### DIRECTIONS FOR THIS TASK
Rewrite the items from the first line through the line with "left=1103, top=348, right=1125, bottom=425", changing "evergreen tree" to "conifer" and keeping everything else the same. Leave the picture out.

┌──

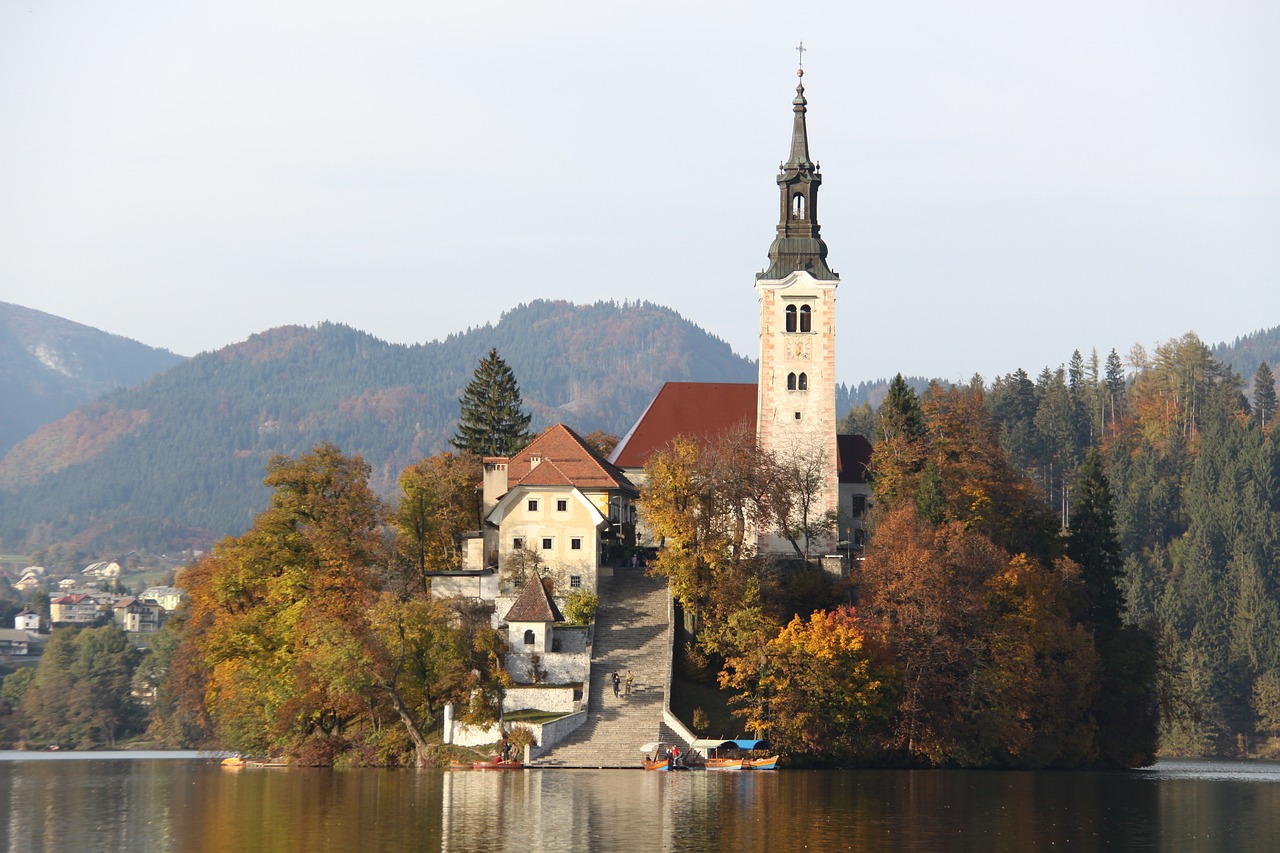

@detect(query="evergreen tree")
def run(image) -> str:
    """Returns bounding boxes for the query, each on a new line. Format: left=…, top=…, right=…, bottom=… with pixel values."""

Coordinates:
left=1066, top=448, right=1124, bottom=630
left=877, top=374, right=924, bottom=441
left=451, top=348, right=531, bottom=456
left=1253, top=361, right=1276, bottom=429
left=1103, top=348, right=1125, bottom=425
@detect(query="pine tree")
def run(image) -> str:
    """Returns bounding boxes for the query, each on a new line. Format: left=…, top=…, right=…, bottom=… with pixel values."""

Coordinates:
left=451, top=350, right=531, bottom=456
left=1103, top=350, right=1125, bottom=425
left=1253, top=361, right=1276, bottom=429
left=1066, top=450, right=1124, bottom=630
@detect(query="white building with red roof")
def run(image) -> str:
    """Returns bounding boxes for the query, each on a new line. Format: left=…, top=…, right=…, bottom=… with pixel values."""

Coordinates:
left=609, top=70, right=870, bottom=558
left=451, top=424, right=639, bottom=596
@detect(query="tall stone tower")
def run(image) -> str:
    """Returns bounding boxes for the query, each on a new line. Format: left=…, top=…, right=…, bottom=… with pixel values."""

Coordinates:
left=755, top=68, right=840, bottom=556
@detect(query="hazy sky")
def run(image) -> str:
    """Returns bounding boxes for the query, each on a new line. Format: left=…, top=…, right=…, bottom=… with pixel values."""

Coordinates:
left=0, top=0, right=1280, bottom=383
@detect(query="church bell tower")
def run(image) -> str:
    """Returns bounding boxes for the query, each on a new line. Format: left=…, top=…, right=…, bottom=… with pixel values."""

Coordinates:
left=755, top=54, right=840, bottom=556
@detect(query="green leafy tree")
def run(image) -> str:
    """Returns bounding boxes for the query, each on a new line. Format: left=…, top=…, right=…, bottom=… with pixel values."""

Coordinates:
left=22, top=625, right=142, bottom=749
left=564, top=589, right=600, bottom=625
left=393, top=451, right=481, bottom=596
left=452, top=348, right=531, bottom=456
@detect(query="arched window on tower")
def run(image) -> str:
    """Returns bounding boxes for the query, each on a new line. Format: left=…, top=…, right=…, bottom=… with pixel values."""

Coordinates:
left=791, top=192, right=804, bottom=219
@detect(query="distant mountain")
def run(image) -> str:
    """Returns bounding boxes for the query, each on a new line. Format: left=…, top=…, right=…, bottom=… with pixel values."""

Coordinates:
left=1213, top=325, right=1280, bottom=382
left=0, top=302, right=183, bottom=453
left=0, top=301, right=755, bottom=553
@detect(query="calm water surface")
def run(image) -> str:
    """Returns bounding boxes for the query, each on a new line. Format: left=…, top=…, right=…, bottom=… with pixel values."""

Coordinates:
left=0, top=753, right=1280, bottom=853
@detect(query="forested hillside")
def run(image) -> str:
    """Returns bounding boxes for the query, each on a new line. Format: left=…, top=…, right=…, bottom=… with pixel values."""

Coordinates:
left=0, top=301, right=755, bottom=552
left=0, top=302, right=182, bottom=453
left=967, top=333, right=1280, bottom=754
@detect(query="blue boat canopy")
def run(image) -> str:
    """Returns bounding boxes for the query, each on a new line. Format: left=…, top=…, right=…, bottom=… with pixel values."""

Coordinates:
left=733, top=738, right=773, bottom=749
left=689, top=738, right=773, bottom=752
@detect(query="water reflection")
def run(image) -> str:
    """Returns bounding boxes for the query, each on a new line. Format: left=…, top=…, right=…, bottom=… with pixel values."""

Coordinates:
left=0, top=756, right=1280, bottom=853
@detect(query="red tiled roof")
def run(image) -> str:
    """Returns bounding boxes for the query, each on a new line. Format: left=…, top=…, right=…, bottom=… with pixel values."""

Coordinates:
left=836, top=435, right=872, bottom=483
left=506, top=571, right=564, bottom=622
left=507, top=424, right=635, bottom=492
left=609, top=382, right=758, bottom=467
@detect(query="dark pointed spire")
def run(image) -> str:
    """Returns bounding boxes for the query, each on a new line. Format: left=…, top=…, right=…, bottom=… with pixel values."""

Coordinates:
left=756, top=64, right=840, bottom=280
left=783, top=68, right=813, bottom=169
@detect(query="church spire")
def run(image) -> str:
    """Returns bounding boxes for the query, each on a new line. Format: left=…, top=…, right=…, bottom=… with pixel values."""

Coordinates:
left=758, top=61, right=838, bottom=280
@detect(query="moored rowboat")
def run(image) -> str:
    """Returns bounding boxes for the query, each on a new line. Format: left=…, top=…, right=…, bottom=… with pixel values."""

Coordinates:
left=703, top=758, right=742, bottom=770
left=742, top=756, right=778, bottom=770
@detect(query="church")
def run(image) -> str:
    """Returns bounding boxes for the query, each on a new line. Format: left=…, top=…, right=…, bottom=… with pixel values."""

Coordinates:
left=431, top=69, right=870, bottom=767
left=609, top=68, right=870, bottom=557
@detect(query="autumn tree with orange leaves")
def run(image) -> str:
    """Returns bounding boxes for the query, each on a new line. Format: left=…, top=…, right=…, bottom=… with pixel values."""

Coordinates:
left=173, top=444, right=502, bottom=765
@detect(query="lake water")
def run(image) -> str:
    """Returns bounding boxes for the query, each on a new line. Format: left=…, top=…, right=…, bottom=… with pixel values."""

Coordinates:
left=0, top=753, right=1280, bottom=853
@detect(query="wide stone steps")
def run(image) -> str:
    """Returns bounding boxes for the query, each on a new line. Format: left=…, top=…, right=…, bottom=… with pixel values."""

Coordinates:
left=531, top=567, right=682, bottom=767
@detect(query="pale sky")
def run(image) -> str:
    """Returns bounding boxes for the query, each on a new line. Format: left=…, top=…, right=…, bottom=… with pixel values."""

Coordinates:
left=0, top=0, right=1280, bottom=383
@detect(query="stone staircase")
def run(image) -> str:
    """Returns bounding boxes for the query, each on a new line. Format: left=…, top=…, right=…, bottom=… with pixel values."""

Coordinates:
left=530, top=567, right=687, bottom=768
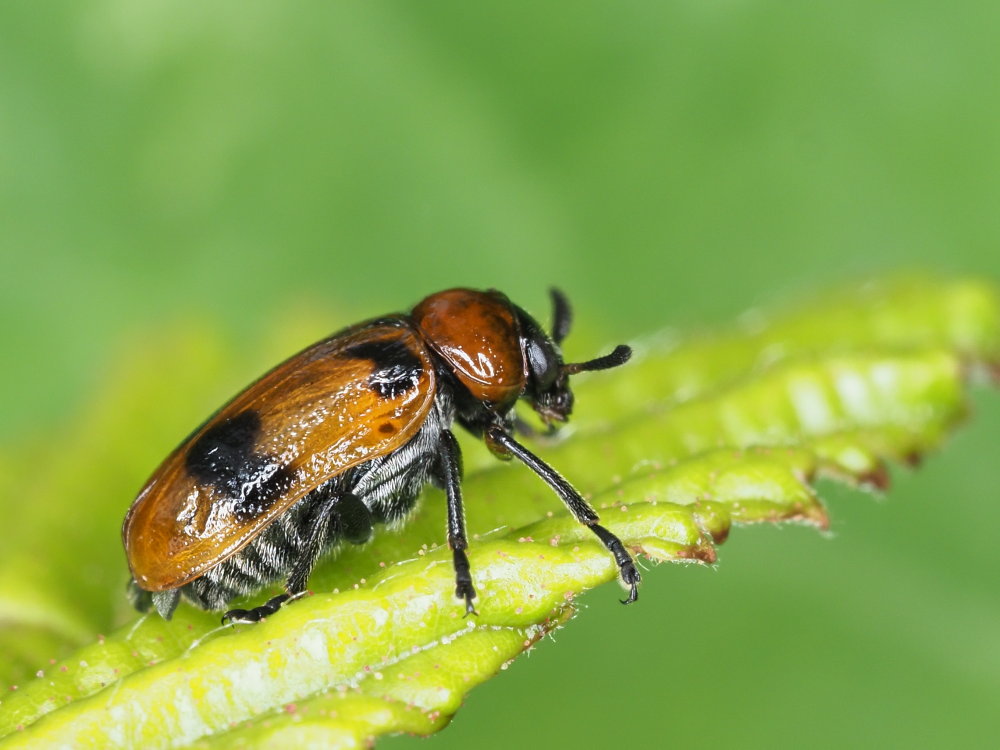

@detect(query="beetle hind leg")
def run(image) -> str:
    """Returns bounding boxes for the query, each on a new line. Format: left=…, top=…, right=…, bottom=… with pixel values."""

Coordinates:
left=437, top=430, right=479, bottom=617
left=222, top=594, right=292, bottom=625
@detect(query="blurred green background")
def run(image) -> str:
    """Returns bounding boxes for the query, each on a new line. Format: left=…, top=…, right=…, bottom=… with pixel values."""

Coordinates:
left=0, top=0, right=1000, bottom=748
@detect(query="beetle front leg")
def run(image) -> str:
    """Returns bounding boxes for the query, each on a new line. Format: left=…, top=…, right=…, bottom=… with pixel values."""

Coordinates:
left=437, top=430, right=479, bottom=617
left=486, top=425, right=641, bottom=604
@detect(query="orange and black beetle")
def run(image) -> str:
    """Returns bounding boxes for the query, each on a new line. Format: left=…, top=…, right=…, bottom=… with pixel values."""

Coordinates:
left=122, top=289, right=639, bottom=622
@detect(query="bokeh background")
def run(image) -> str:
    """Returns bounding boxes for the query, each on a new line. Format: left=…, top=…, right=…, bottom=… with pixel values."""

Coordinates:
left=0, top=0, right=1000, bottom=748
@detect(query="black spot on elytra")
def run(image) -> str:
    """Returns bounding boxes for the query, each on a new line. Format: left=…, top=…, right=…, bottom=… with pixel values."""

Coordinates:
left=184, top=409, right=295, bottom=521
left=344, top=340, right=424, bottom=398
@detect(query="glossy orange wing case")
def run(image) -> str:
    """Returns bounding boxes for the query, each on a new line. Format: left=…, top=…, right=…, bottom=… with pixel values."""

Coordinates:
left=122, top=318, right=435, bottom=591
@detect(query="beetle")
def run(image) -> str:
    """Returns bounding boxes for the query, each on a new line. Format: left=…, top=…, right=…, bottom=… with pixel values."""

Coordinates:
left=122, top=288, right=640, bottom=623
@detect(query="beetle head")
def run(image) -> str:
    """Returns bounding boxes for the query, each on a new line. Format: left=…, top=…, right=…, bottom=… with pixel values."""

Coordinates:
left=518, top=289, right=632, bottom=424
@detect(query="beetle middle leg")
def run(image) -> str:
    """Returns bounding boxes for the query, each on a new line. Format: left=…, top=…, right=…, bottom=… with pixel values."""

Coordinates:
left=437, top=430, right=479, bottom=617
left=222, top=492, right=374, bottom=624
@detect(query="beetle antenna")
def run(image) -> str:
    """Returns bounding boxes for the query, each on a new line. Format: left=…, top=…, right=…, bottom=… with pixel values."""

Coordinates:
left=562, top=344, right=632, bottom=375
left=549, top=287, right=573, bottom=344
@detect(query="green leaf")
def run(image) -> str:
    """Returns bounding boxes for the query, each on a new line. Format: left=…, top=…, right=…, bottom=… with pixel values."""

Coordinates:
left=0, top=279, right=1000, bottom=747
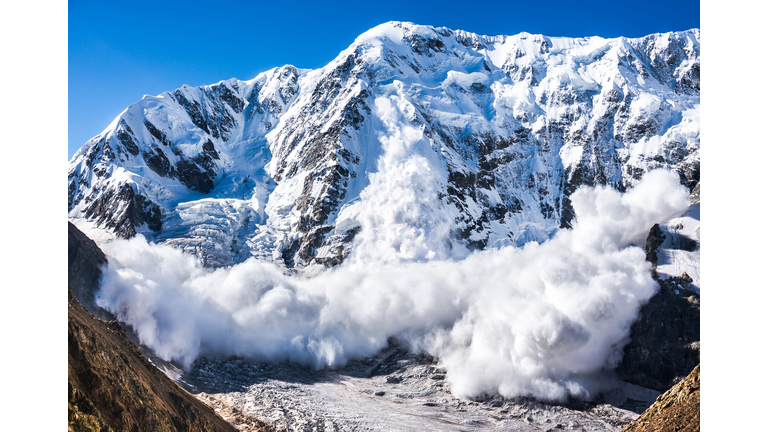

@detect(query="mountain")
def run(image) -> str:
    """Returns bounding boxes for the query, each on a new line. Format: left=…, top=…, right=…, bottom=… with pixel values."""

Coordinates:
left=67, top=224, right=254, bottom=431
left=68, top=22, right=700, bottom=267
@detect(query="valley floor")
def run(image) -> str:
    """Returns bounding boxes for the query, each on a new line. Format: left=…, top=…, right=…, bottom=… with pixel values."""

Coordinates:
left=171, top=345, right=659, bottom=431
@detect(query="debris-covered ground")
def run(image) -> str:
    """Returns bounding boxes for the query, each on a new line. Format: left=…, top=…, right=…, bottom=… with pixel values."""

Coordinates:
left=171, top=344, right=659, bottom=431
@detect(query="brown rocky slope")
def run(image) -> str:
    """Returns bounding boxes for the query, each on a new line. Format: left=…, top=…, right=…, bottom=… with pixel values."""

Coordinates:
left=68, top=289, right=243, bottom=432
left=621, top=365, right=701, bottom=432
left=68, top=223, right=272, bottom=432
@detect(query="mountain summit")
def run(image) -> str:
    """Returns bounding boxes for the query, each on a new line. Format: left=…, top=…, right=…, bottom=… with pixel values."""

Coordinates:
left=68, top=22, right=700, bottom=267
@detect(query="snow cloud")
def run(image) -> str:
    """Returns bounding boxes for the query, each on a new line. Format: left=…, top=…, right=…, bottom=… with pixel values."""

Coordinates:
left=98, top=171, right=687, bottom=399
left=98, top=91, right=688, bottom=400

└──

### FINAL ANSWER
@detect(query="conifer")
def run(image) -> str:
    """Returns bounding boxes for the query, each on a new line. Format: left=…, top=…, right=…, bottom=… with pixel values."""

Coordinates:
left=1066, top=448, right=1124, bottom=630
left=877, top=374, right=924, bottom=441
left=451, top=348, right=531, bottom=456
left=1253, top=361, right=1276, bottom=429
left=1103, top=348, right=1125, bottom=425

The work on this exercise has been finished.